● WHAT THIS EXERCISE ASKS
1 - List every film title mentioned in the review of the Marlon Brando biography.
2 - Write the next paragraph of the review of the Marlon Brando biography, picking up after its final sentence.

Start of GIVEN PASSAGE

I read this book for the Nonfiction Reading Challenge 2014.
Marlon Brando – Patricia Bosworth
I was born in the mid-Fifties so before my time was Marlon Brando alternately mumbling and braying into stardom dressed in a t-shirt, mixing brutality and vulnerability in A Streetcar named Desire. In the Sixties, I missed his often criticized turns except for his mannered hero in Mutiny on the Bounty. As for his comeback in the 1970s, I was a smart-aleck university student more impressed with Malcolm McDowell’s mixing brutality and vulnerability in A Clockwork Orange than with Brando’s regeneration. I mean, nearly unintelligible with his cheeks full of cotton in The Godfather? Wearing the gingham dress and bonnet in Missouri Breaks? That big biiiggg biiiiiggggg head in Apocalypse Now?
Hey, I was young. Snooty. Older now – if not old – I have to grant that actors have to take the risk of seeming silly. And in Last Tango in Paris, the casket scene has Brando’s Paul doing a helluva monologue. Too bad that nasty butter scene is always the one people remember. What were Brando and Bertolucci thinking, to humiliate a 19-year-old woman like they exploited Maria Schneider? She didn’t know what they were planning in that scene. Bertolucci later said letting her know beforehand what she was in for would have involved “too much discussion.”

End of GIVEN PASSAGE
Start of EXTRACTED DATA

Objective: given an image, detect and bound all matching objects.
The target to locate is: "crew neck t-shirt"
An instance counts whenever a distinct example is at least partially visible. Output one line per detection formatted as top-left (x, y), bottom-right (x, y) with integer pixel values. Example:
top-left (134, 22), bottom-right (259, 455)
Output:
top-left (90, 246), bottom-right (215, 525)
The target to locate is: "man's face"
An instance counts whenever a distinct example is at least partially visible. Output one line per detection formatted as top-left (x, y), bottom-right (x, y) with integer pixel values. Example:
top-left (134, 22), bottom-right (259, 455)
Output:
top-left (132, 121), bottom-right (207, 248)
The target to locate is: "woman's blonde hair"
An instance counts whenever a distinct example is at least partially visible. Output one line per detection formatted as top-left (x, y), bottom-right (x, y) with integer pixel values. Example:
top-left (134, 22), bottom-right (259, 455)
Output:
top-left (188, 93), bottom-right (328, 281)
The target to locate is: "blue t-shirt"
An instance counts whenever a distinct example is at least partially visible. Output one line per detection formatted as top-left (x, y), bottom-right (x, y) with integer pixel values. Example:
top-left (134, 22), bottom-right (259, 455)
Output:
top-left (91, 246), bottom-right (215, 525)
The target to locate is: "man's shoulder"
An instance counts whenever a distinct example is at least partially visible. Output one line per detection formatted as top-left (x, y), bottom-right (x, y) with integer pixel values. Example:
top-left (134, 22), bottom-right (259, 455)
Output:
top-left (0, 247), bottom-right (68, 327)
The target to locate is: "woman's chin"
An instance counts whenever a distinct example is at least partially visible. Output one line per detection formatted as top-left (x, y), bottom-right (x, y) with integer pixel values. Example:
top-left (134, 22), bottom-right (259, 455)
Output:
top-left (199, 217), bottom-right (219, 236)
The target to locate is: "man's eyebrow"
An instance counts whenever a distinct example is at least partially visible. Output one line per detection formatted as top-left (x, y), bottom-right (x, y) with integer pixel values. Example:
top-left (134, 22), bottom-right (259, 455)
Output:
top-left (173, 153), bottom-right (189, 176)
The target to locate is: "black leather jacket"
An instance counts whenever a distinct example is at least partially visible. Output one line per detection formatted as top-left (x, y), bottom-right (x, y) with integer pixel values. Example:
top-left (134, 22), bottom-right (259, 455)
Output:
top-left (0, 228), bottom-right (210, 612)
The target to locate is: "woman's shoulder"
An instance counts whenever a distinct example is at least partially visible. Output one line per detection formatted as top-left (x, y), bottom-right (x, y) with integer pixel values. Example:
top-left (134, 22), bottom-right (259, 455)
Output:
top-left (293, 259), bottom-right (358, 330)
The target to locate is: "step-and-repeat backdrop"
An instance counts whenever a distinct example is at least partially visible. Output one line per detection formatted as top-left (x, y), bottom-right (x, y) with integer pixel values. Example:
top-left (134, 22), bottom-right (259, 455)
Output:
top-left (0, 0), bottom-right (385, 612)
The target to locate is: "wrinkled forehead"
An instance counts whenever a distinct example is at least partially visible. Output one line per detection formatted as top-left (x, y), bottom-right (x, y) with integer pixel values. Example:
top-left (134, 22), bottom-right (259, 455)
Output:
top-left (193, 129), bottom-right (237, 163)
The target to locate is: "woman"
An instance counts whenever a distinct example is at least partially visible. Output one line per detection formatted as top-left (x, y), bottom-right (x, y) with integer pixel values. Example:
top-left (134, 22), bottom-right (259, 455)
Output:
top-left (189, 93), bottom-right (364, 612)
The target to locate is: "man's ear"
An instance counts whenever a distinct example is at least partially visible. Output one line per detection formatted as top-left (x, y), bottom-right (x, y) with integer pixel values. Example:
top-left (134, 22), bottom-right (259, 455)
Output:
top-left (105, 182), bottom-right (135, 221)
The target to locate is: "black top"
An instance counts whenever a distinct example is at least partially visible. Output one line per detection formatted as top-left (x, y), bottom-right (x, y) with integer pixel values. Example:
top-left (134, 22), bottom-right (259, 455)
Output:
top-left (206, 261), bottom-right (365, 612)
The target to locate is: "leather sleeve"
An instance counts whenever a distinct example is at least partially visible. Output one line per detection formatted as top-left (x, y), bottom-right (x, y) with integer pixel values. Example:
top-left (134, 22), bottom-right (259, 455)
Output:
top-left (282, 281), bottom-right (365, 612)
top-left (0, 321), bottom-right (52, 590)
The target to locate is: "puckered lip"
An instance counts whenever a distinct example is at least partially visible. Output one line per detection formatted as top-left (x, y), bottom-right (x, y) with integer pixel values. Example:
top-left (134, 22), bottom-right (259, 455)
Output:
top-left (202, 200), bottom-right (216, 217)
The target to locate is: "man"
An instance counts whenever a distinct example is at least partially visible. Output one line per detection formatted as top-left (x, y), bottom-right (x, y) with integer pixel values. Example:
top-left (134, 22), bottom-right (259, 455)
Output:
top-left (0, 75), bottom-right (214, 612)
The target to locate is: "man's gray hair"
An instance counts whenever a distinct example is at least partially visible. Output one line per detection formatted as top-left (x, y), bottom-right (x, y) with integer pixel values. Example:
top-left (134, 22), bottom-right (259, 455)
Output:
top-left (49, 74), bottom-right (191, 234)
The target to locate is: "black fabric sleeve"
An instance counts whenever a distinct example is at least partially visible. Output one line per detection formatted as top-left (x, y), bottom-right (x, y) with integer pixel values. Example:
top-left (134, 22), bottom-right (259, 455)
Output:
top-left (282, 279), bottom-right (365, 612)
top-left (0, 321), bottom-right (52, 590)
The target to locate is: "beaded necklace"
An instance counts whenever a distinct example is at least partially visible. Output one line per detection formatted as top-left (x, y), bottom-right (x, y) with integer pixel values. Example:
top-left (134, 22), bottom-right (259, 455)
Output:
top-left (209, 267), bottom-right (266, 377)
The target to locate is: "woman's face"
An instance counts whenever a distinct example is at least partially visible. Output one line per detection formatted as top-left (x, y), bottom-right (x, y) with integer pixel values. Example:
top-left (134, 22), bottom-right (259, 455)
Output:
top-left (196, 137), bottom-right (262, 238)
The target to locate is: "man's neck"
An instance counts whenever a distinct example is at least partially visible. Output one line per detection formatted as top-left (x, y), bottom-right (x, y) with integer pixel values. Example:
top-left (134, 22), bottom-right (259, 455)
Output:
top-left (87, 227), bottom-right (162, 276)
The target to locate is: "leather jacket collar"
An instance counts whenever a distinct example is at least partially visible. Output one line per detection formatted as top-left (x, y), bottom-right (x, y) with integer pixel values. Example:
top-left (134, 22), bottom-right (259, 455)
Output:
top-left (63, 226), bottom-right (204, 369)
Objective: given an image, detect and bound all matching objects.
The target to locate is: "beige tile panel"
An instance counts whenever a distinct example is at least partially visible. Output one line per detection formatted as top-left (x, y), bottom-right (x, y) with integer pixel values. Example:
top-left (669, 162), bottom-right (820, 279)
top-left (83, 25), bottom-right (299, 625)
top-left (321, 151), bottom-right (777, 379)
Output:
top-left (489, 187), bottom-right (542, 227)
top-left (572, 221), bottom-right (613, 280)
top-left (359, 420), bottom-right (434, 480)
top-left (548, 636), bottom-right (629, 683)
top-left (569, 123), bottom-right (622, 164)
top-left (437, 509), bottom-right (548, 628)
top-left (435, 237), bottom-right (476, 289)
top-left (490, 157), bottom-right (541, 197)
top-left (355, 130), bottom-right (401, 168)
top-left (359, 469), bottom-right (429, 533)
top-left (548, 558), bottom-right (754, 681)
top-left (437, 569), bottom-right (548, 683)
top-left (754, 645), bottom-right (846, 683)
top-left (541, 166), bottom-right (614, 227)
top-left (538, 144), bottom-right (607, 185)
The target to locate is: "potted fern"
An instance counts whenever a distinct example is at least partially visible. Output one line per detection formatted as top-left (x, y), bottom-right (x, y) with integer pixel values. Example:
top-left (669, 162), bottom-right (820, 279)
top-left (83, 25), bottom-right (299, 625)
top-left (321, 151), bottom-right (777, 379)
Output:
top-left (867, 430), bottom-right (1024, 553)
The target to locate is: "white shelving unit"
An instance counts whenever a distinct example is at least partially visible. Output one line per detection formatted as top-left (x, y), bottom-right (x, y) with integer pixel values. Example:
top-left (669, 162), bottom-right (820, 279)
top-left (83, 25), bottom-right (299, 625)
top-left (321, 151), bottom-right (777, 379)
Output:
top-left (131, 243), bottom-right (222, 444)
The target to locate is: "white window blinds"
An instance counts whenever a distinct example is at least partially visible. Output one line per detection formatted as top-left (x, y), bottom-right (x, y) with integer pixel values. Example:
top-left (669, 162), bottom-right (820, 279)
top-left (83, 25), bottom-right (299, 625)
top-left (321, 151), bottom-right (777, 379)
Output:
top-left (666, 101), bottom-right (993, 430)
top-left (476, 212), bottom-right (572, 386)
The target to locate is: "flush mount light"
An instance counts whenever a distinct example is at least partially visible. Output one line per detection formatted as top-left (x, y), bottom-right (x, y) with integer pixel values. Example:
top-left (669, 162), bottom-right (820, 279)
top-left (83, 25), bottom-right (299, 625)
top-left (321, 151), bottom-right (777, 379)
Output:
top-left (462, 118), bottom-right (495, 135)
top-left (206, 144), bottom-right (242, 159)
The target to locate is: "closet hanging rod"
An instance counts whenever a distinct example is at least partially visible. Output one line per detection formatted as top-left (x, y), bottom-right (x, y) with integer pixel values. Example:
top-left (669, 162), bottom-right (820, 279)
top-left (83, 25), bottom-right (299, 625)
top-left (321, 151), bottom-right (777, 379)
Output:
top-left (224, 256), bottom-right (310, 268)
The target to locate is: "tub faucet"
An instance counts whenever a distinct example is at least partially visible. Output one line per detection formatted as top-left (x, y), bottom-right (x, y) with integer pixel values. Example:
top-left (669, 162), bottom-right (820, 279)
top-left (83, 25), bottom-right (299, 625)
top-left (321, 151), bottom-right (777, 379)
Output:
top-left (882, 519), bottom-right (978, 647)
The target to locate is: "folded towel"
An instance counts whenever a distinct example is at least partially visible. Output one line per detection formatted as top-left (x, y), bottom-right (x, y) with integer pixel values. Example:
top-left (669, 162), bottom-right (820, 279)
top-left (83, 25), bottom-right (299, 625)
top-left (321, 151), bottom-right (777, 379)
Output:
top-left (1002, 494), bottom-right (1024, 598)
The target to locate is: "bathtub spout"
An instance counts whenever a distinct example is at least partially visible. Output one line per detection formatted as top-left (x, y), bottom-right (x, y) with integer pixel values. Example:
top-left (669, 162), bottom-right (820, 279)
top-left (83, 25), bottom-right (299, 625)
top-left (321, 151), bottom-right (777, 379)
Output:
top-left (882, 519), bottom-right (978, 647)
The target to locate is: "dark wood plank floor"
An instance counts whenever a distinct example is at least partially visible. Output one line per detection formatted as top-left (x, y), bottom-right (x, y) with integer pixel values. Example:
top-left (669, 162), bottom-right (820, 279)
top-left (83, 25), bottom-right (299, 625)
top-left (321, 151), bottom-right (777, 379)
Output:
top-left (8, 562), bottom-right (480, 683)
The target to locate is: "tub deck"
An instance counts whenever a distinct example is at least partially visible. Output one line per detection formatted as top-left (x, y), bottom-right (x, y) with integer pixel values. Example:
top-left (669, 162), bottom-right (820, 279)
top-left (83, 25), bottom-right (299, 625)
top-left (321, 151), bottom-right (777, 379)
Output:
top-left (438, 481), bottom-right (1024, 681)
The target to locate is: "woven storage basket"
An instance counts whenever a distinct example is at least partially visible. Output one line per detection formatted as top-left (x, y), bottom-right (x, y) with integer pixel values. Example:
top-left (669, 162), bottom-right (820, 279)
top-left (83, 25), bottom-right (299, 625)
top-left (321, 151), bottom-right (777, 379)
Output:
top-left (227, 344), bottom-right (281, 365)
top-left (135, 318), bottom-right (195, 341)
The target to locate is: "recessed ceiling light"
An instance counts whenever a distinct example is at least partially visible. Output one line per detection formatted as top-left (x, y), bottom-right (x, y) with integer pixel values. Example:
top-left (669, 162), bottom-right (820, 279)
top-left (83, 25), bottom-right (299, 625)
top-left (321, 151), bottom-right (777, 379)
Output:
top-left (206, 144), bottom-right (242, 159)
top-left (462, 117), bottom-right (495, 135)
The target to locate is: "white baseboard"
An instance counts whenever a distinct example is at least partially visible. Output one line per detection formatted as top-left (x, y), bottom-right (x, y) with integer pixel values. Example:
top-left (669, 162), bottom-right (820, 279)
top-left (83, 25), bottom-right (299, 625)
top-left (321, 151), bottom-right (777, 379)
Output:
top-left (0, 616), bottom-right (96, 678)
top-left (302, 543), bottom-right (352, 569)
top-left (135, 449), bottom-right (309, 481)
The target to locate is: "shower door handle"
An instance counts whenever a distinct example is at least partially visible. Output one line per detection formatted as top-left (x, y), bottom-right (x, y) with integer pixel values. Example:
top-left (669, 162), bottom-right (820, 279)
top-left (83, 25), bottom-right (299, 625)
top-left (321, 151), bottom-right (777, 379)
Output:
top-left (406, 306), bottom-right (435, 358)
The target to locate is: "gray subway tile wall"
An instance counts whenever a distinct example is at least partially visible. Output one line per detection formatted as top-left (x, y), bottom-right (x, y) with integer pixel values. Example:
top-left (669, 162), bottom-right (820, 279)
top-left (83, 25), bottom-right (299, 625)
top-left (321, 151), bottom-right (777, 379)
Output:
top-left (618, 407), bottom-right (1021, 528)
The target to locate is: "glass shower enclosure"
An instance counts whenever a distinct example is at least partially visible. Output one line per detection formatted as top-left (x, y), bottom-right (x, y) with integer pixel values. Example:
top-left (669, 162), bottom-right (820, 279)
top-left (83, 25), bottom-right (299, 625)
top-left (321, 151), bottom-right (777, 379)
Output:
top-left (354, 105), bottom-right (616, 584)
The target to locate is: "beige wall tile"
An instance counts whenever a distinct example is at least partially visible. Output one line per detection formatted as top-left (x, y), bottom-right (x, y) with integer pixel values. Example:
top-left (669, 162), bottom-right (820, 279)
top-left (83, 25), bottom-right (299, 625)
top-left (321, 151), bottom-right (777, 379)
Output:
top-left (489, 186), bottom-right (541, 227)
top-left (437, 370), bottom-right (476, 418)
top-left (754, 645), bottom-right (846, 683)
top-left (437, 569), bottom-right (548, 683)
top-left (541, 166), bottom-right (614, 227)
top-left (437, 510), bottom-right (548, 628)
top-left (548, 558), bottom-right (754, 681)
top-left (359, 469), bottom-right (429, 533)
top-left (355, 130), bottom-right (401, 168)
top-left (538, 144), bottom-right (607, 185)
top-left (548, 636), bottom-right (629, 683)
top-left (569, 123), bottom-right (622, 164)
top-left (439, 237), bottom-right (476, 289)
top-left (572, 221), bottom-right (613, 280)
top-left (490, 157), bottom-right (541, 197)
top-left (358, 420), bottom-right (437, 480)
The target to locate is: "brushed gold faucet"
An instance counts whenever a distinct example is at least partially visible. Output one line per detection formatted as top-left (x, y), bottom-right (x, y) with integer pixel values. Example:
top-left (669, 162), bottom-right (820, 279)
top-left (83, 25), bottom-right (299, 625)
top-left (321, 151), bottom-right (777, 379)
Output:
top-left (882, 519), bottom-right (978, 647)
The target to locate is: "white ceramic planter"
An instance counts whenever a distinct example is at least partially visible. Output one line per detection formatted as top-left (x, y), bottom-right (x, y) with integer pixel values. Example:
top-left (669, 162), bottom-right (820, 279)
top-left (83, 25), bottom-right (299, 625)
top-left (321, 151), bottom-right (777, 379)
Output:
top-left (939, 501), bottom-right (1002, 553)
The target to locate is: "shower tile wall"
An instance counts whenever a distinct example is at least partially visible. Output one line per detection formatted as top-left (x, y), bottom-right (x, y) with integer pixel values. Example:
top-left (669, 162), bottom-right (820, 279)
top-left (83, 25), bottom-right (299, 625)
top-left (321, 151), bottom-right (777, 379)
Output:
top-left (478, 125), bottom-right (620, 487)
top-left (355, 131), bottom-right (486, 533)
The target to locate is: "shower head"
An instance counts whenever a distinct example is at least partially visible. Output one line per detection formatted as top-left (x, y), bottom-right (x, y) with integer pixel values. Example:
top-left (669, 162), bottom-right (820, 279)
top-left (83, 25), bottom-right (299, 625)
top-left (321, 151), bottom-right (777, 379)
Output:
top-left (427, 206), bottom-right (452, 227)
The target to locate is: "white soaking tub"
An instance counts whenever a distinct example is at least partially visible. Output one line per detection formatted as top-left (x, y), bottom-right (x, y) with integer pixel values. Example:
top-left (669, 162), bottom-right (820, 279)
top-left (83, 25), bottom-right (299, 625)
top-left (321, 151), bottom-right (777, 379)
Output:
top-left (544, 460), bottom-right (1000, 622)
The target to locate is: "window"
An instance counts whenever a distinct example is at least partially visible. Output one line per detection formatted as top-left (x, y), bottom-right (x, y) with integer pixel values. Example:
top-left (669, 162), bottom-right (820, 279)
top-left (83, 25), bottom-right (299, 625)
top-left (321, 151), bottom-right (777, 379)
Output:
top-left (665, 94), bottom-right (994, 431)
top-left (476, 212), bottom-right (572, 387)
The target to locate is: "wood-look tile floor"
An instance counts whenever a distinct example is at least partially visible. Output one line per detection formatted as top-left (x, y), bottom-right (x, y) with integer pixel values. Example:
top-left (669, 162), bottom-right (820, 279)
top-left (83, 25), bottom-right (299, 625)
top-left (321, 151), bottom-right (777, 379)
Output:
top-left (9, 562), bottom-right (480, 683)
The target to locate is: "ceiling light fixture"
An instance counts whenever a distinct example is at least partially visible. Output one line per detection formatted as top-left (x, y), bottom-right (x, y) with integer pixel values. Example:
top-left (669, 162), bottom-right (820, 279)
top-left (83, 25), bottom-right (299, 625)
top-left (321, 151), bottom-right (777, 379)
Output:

End of EXTRACTED DATA

● OUTPUTS BY TASK
1 - A Streetcar named Desire, Mutiny on the Bounty, A Clockwork Orange, The Godfather, Missouri Breaks, Apocalypse Now, Last Tango in Paris

2 -
I trust Patricia Bosworth because her biography of Montgomery Clift was brilliant. So I was willing to read this very short biography, in the Penguin Lives series. She excels in going over childhood and his early career. Brando’s beloved mother was an alcoholic and his father a philanderer and serial failure as a businessman. Brando was a failure in school and thrown out of a military academy. He hated authority. He had frequent physical complaints, such as headaches or stomachaches, and had panic attacks.
He went to New York City to become an actor on his mother’s advice. He studied at the New School with Stella Adler, who was influenced by the methods of Konstantin Stanislavski. In this method, which I admit seems as vague to me as Zen Buddhism, the actor reaches inside, to plumb imagination to find what’s right for the role. "Stella Adler was much more than a teacher of acting," said Brando. "Through her work she imparts the most valuable kind of information—how to discover the nature of our own emotional mechanics and therefore those of others. "
Brando combined the manner of a caged wild animal with the honesty of the sensitive sincere guy in his own style, which influenced actors from Montgomery Clift and James Dean down to Al Pacino and Johnny Depp. For instance, he learned to handle objects in order to mirror inner turmoil, such as the famous glove scene in On the Waterfront or with the cat in The Godfather. Bosworth tells many interesting production stories, which is the main reason I read Hollywood books. I was perturbed by the stories about Elia Kazan lying to actors to get them angry at each other. Who the hell was he to be messing with other people’s heads like that?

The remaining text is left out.